**EXCERPTED TEXT**

------------

Law 3 - The Players 6/30/2017

RE: Rec Under 13

George of Parangarecutirimicuaro, CA Sacratomato asks...

I was recently an AR in a tough semifinal. Blue team is being dominated by green team in just about every aspect of the game. The coaches for the blue team kept challenging every other call that went against their team. Near the beginning of the second half and with the score 6-1 in favor of green, the assistant coach starts yelling at the CR to stop the game. CR ignores assistant's pleas. Coach continues to demand the game be stopped. Since CR won't stop/end the game, the assistant coach begins commanding his players to step off the field. Initially, blue team refuses to abandon match and continue playing. The assistant coach gets louder and bolder demanding the game be stopped. Right in the middle of a green counter attack, blue players start walking off the field. With no blue team on the field, green scores and CR ends game as green team lines up for kickoff.

Looking into the future and hoping to be better prepared, can an assistant end the match? Granted, by now, the head coach acted like the assistant and vice versa with the assistant coach. Should the game have been called before the last goal was scored? Does the last goal count even though goalie was on his way off the pitch?

------------

**GIVEN DATA**
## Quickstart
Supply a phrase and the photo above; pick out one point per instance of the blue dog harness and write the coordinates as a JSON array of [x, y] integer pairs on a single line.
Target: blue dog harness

------------

**REQUIRED TASK 1**
For the excerpted text, decide whether each statement below agrees with it. Answer yes or no for each, and quote the words of the text that settle it.
(a) The score was 6-1 in favor of the blue team when the assistant coach began yelling at the referee.
(b) The center referee ignored the assistant coach's pleas to stop the game.
(c) The blue players left the field as soon as the assistant coach first told them to.
**REQUIRED TASK 2**
Summarize the excerpted text in two sentences.
**REQUIRED TASK 3**
According to the excerpted text, what was the score when the assistant coach started yelling at the center referee to stop the game?

**COMPLETE ANSWER 1**
(a) No: "with the score 6-1 in favor of green"
(b) Yes: "CR ignores assistant's pleas."
(c) No: "Initially, blue team refuses to abandon match and continue playing."

**COMPLETE ANSWER 2**
In a semifinal the green team was dominating, the blue team's assistant coach demanded that the game be stopped, and when the center referee refused, he ordered his players off the field. Green then scored with no blue team on the field, and the referee ended the game; the writer asks whether an assistant coach can end a match, whether the game should have been called before that goal, and whether the goal counts.

**COMPLETE ANSWER 3**
6-1 in favor of green.